The Void is a 2001 American direct-to-DVD science fiction thriller film directed by Gilbert M. Shilton and starring Amanda Tapping, Adrian Paul, and Malcolm McDowell. Principal photography was completed in British Columbia, Canada.

Synopsis
Dr. Thomas Abernathy, the owner of Filadyne company, is leading the experiment in the particle accelerator in Luxembourg to create a small black hole which would be used as the powerful energy source. Although another scientist Dr. Soderstrom, who is present at the test site, tries to stop the experiment due to the possible danger, the experiment is started and the black hole created. However, the experiment goes awry and the black hole destroys the accelerator and claims the life of Dr. Soderstrom, as well as the lives of other personnel present in the control room.

• Problems and tasks:
#1 According to the article on The Void, where was principal photography completed?
#2 Pick up the article on The Void's synopsis and keep writing from the point where it stops.
The rows below have no connection to the article on The Void.

• Dataset content:
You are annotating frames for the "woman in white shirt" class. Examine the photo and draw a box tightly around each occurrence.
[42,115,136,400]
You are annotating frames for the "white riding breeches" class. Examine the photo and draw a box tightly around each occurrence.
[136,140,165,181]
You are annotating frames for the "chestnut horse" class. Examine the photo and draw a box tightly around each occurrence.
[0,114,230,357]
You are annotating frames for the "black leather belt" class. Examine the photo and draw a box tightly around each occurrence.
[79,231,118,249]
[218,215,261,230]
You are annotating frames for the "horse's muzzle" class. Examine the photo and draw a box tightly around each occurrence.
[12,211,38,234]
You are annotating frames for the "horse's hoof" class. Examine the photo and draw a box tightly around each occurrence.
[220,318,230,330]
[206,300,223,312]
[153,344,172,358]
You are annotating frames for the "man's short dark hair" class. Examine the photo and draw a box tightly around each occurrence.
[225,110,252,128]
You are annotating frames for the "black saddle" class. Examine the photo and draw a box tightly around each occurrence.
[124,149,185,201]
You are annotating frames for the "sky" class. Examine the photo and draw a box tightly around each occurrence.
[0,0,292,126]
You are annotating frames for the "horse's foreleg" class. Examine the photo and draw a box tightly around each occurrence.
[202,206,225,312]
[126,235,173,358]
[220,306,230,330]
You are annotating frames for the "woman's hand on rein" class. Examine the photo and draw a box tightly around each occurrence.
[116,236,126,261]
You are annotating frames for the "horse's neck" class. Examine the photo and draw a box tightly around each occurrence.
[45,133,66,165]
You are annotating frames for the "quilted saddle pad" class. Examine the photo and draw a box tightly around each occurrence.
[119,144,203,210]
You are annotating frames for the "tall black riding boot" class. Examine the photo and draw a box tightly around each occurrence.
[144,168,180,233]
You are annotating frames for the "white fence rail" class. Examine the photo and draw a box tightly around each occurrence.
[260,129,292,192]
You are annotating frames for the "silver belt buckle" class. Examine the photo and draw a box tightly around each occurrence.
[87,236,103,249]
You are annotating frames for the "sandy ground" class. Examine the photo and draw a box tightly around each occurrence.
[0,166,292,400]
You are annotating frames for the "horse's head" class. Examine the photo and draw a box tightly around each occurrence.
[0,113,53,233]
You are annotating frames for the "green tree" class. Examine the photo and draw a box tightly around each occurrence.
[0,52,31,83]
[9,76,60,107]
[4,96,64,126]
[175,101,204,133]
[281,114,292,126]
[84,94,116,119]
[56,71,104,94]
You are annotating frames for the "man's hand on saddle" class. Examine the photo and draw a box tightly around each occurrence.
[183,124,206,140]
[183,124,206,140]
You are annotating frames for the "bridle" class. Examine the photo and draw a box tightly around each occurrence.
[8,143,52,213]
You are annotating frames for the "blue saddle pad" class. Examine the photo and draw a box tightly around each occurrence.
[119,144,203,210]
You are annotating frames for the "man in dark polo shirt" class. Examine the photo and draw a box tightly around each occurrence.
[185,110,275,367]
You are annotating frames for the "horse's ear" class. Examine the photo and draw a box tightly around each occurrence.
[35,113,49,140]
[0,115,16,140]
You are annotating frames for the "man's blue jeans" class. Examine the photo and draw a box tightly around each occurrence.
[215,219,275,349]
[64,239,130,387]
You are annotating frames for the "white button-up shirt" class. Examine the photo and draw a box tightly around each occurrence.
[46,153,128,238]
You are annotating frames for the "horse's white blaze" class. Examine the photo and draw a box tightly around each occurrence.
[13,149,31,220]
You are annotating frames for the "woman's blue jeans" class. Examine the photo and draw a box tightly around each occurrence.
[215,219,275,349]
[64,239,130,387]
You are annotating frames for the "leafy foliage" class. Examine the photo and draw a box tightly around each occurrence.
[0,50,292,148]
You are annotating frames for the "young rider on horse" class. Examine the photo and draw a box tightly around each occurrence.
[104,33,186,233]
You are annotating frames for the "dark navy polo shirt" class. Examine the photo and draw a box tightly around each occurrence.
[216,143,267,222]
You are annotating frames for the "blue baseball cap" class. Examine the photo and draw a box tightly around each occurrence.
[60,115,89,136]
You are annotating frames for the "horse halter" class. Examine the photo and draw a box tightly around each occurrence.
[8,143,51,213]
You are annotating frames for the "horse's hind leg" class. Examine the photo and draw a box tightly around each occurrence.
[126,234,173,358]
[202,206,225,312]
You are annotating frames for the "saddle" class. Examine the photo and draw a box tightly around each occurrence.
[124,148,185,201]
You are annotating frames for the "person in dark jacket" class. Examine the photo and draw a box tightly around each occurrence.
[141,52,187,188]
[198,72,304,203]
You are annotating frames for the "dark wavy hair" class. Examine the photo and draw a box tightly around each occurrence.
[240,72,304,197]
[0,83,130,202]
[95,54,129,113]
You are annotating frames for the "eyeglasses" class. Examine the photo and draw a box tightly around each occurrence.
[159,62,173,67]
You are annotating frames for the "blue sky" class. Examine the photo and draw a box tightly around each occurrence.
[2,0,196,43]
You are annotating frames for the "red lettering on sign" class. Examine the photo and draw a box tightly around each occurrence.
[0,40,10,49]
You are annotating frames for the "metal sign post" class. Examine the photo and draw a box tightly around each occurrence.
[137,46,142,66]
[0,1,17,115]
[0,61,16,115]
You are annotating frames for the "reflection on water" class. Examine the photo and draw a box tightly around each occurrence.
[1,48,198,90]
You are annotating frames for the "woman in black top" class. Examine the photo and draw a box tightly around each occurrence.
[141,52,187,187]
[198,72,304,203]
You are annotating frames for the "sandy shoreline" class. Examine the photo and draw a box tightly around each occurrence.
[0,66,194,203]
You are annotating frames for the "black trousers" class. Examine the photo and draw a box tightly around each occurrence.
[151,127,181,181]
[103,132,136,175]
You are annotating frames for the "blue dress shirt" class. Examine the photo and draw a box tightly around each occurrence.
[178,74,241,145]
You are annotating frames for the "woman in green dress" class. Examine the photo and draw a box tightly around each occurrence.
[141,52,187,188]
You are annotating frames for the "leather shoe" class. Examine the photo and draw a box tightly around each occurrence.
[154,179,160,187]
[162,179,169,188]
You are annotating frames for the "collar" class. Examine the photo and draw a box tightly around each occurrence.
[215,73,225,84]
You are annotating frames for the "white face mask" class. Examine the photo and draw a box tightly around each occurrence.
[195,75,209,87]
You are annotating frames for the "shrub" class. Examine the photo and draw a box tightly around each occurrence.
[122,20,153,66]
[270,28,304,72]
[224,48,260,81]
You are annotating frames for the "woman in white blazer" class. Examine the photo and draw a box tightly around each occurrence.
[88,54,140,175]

• Solved tasks:
#1 Principal photography was completed in British Columbia, Canada.

#2
Eight years later, his daughter Dr. Eva Soderstrom discovers that Dr. Abernathy has built a new accelerator and so she wants to prove he was responsible for the death of her father. She approaches professor Steven Price who works for Filadyne who could provide her with the data about the company activities. After she learns that Dr. Abernathy plans a new experiment, whose consequences are underestimated because of erroneous calculation, she is determined to stop him. Despite her best efforts, the experiment is started and again goes out of control and the black hole threatens to either suck in the whole planet or cause very devastating explosion. The majority of personnel escapes thanks to the actions of Dr. Sondestrom while Dr. Abernathy is sucked into the black hole. The AEC prepares the report and classifies all information about the experiment.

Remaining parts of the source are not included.